• **EXERCISE DIRECTIONS**: Reproduce every record below exactly as written, leaving out any pictures.

** start **

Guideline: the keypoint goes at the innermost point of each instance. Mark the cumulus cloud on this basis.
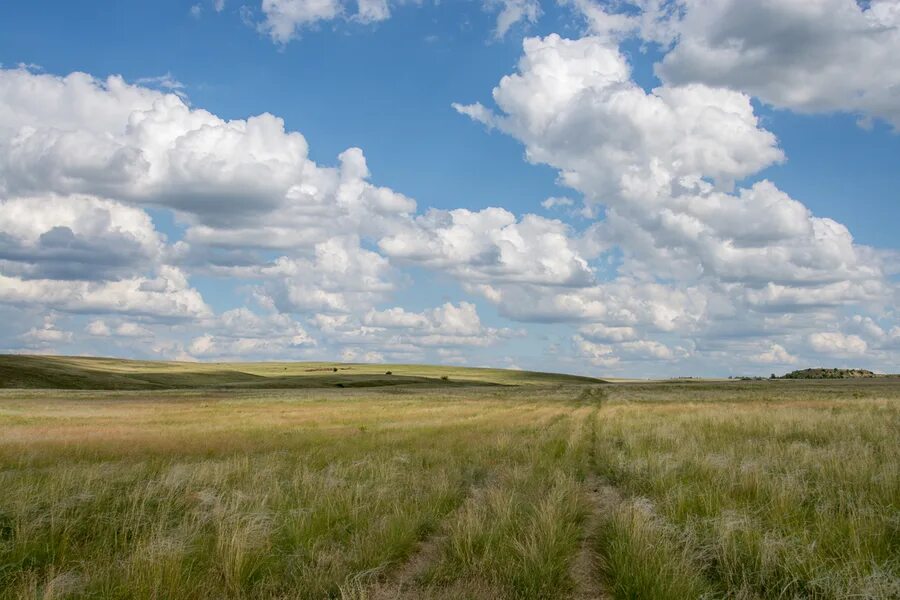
(804, 55)
(512, 12)
(490, 245)
(241, 333)
(663, 164)
(46, 336)
(836, 343)
(76, 237)
(774, 355)
(446, 326)
(679, 255)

** end **

• **SOLUTION TO THE EXERCISE**:
Guideline: the keypoint goes at the innermost point of each instance. Mark the cumulus cloud on this basis.
(804, 55)
(512, 12)
(490, 245)
(241, 333)
(663, 164)
(46, 336)
(836, 343)
(76, 237)
(774, 355)
(446, 326)
(679, 255)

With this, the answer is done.